▸ **Directions for this task**:
Below are the records; give again exactly the line with "box: [50, 148, 82, 376]", the line with "box: [352, 210, 533, 529]", and each line that lies between them, and nothing besides.

▸ **Exercise materials**:
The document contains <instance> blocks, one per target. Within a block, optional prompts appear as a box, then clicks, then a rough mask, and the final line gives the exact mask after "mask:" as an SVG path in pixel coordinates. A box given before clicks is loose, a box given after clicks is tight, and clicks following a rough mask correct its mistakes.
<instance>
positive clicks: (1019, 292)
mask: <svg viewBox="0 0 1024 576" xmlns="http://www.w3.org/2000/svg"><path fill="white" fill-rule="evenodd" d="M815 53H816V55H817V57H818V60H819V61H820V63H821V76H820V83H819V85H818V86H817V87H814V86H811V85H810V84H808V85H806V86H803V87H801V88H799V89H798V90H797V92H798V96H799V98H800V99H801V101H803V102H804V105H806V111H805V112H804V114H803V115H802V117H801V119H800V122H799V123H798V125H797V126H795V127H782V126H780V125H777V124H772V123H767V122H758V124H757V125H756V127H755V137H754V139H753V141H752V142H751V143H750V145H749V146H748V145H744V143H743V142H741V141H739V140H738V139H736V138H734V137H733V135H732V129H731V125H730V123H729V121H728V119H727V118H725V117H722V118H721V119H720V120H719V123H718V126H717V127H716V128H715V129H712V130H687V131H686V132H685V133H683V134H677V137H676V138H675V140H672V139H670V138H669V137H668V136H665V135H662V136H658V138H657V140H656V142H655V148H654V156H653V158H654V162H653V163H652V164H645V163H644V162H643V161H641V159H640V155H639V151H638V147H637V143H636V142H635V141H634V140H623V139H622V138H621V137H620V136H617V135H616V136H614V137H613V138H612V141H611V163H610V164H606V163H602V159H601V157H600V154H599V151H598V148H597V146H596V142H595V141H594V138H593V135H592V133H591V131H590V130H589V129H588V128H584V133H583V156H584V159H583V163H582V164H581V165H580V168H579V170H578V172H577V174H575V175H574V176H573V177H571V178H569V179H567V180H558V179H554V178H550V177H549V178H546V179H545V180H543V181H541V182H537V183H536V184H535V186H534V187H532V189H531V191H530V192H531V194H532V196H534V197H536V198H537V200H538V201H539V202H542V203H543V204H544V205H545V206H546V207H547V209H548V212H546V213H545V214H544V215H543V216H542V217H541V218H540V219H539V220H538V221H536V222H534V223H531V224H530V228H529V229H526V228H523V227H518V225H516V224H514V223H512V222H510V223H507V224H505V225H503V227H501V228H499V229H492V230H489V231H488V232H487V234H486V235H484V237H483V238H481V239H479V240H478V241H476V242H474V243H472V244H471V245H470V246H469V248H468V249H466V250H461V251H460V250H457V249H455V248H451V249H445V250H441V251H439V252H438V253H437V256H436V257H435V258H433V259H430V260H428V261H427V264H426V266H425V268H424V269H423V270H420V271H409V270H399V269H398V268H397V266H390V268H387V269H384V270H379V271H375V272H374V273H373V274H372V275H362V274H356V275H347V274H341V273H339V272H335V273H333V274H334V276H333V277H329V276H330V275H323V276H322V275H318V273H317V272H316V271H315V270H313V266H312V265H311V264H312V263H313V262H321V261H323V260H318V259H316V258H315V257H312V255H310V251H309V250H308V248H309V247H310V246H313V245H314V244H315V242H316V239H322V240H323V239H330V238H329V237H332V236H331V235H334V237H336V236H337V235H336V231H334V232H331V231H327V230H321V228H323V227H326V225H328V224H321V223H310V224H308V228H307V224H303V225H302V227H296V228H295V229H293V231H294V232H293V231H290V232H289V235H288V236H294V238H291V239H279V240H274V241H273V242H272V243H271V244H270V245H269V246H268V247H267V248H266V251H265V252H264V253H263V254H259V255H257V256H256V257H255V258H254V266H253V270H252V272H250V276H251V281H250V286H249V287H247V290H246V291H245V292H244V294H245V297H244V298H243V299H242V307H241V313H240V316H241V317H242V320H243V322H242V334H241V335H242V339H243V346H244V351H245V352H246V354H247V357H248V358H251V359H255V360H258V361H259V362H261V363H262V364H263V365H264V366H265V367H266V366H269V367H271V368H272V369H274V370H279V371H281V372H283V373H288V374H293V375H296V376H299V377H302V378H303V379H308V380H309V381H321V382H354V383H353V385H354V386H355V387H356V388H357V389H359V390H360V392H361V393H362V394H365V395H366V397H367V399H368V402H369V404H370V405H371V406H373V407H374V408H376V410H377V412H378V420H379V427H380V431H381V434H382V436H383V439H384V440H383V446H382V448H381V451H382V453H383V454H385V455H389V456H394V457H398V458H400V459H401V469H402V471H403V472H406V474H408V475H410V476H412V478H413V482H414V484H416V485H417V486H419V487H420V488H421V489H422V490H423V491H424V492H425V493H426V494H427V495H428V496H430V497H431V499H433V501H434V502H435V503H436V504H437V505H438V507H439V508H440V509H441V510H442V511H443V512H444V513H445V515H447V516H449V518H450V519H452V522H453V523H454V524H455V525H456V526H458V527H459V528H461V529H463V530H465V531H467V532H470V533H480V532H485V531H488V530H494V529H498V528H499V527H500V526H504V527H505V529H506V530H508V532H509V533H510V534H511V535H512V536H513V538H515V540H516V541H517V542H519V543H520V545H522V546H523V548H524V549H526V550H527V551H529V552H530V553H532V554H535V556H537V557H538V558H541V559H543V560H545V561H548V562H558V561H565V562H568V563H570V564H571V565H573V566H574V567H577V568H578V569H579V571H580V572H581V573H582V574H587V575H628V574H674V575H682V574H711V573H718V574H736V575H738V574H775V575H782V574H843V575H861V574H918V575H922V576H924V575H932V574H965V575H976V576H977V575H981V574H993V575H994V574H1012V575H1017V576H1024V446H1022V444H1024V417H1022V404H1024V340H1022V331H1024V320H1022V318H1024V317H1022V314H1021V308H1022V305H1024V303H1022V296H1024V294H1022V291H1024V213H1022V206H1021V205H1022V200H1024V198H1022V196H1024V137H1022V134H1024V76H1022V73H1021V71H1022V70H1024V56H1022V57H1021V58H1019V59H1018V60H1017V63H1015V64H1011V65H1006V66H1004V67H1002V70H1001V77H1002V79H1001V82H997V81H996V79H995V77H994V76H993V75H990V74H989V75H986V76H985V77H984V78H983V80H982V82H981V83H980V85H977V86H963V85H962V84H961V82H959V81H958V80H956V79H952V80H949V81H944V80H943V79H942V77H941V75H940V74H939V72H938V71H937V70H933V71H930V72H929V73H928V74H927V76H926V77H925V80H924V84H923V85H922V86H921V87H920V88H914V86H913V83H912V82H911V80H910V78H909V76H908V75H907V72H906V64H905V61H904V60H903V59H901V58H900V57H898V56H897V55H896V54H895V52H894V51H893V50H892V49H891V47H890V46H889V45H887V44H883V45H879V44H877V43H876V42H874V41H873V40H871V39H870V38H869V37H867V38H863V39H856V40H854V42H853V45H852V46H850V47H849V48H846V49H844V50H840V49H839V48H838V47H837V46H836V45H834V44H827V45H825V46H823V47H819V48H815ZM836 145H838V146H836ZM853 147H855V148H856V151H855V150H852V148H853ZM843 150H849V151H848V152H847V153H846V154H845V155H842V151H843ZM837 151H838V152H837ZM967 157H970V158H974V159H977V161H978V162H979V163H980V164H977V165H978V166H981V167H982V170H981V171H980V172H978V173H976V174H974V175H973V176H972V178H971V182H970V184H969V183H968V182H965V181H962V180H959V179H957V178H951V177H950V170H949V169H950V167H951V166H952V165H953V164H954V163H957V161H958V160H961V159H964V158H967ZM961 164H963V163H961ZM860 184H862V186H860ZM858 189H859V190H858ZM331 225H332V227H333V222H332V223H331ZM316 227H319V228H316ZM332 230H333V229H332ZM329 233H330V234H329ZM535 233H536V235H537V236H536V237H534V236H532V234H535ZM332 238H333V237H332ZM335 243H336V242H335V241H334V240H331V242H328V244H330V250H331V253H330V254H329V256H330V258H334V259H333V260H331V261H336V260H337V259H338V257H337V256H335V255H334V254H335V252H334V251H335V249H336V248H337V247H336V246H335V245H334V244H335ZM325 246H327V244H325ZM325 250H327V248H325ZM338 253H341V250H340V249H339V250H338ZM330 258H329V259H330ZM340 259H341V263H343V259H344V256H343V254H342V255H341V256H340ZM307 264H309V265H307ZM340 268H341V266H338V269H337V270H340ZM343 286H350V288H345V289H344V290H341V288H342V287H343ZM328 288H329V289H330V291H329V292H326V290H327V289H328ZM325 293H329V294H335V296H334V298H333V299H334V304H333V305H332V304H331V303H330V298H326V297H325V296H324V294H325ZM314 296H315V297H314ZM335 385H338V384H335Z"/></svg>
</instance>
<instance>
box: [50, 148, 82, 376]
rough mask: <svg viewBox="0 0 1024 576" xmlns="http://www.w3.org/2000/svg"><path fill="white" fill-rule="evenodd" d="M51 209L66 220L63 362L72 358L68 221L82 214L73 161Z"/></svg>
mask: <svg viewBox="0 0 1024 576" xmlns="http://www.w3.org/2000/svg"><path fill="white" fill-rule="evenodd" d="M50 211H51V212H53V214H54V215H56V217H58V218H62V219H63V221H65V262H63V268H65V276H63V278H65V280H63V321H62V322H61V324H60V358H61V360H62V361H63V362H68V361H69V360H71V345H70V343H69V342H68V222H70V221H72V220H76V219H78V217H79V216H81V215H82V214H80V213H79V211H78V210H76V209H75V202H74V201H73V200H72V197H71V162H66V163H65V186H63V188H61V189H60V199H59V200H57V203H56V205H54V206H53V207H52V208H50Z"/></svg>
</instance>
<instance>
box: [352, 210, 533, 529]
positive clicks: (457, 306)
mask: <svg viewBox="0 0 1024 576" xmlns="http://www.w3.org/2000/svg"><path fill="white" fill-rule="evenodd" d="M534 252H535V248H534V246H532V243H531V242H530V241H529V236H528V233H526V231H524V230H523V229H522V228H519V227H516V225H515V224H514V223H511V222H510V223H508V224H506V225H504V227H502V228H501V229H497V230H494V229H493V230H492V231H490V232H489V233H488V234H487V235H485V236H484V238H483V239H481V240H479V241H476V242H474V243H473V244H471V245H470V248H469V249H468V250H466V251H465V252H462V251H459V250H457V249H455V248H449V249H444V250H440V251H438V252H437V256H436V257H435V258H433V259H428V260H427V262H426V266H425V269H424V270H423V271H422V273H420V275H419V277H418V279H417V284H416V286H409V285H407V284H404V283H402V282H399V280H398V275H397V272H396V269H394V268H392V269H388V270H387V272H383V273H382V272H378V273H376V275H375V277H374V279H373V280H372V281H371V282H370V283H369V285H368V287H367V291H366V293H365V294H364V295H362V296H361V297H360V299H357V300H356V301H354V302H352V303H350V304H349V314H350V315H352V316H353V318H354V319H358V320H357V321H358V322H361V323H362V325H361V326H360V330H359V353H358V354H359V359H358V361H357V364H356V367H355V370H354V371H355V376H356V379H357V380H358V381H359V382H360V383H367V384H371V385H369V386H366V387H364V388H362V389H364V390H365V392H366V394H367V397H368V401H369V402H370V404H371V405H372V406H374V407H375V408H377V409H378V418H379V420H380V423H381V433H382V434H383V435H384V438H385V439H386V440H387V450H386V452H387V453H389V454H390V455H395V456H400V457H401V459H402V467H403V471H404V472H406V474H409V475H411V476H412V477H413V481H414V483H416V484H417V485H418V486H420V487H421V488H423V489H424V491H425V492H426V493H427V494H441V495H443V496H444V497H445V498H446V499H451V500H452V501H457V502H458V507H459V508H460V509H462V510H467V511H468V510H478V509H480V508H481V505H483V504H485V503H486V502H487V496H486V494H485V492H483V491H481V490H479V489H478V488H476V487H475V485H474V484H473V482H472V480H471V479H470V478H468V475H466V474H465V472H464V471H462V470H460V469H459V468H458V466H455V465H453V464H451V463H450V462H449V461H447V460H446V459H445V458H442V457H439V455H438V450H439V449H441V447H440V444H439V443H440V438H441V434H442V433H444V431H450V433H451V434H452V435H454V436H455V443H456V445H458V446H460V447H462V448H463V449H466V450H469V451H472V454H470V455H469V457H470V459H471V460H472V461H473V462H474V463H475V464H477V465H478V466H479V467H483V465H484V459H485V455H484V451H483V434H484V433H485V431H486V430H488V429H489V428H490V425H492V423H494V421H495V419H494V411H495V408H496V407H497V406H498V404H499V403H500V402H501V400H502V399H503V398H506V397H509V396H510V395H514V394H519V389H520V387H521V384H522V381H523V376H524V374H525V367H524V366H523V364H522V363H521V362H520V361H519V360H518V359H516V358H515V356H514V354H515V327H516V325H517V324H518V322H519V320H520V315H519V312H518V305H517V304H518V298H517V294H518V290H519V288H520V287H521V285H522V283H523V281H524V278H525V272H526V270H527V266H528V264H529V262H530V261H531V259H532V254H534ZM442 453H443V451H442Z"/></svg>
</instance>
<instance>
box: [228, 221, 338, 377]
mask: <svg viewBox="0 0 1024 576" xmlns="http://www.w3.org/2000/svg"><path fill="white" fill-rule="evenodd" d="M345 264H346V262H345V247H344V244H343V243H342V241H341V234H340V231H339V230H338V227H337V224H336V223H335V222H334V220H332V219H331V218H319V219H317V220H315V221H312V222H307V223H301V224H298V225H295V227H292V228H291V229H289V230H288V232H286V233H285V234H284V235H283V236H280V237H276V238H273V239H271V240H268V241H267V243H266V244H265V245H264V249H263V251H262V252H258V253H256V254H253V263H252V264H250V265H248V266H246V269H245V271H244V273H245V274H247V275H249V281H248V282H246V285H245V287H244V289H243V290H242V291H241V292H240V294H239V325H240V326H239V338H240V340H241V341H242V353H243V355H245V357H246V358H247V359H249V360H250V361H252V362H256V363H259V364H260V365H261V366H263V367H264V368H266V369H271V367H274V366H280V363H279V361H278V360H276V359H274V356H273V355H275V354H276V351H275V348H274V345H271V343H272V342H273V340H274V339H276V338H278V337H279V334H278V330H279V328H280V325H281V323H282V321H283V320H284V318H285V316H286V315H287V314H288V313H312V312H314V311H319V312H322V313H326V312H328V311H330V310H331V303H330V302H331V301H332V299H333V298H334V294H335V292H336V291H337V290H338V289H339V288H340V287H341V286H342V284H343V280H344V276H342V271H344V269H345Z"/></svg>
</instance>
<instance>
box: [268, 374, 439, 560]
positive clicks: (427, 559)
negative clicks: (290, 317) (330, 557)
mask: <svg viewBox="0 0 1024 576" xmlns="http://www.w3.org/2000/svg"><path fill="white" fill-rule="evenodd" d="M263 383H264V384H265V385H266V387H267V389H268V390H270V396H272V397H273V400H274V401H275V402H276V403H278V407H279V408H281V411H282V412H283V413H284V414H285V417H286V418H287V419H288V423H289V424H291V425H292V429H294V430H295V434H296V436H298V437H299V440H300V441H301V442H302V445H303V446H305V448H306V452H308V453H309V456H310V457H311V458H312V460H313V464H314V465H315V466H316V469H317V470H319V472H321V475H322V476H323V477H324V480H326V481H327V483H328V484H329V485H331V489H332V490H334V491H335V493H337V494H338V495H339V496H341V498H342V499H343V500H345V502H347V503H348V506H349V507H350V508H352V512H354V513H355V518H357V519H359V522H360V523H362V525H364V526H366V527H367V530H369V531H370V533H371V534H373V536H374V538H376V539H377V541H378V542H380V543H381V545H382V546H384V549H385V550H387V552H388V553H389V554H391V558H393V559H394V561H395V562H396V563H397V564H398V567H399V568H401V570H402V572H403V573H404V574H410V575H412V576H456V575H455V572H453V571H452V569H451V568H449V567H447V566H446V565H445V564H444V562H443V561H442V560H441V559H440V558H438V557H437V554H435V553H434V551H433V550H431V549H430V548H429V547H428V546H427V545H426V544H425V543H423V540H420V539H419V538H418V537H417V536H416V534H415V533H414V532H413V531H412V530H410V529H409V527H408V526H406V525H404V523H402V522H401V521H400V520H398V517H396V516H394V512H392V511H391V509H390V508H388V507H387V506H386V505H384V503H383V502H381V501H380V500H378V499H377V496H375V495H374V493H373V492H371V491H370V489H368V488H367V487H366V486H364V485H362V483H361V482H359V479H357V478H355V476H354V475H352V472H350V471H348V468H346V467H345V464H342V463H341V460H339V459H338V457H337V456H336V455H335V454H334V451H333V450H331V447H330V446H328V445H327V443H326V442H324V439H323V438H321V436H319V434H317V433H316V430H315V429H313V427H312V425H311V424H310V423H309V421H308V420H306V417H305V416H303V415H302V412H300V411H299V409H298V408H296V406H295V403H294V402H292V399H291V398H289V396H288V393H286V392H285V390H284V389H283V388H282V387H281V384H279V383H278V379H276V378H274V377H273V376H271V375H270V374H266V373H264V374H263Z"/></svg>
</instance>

▸ **Answer to this task**:
box: [50, 148, 82, 376]
rough mask: <svg viewBox="0 0 1024 576" xmlns="http://www.w3.org/2000/svg"><path fill="white" fill-rule="evenodd" d="M51 209L66 220L63 362L72 358L68 221L82 214L73 161Z"/></svg>
mask: <svg viewBox="0 0 1024 576" xmlns="http://www.w3.org/2000/svg"><path fill="white" fill-rule="evenodd" d="M50 211H51V212H53V214H54V215H56V217H58V218H62V219H63V221H65V262H63V268H65V276H63V278H65V280H63V321H62V322H61V324H60V358H61V360H62V361H63V362H68V361H69V360H71V345H70V343H69V342H68V222H70V221H72V220H76V219H78V217H79V216H81V215H82V214H80V213H79V211H78V210H76V209H75V202H74V201H73V200H72V197H71V162H66V163H65V186H63V188H61V189H60V199H59V200H57V203H56V205H54V206H53V207H52V208H50Z"/></svg>
</instance>
<instance>
box: [352, 210, 533, 529]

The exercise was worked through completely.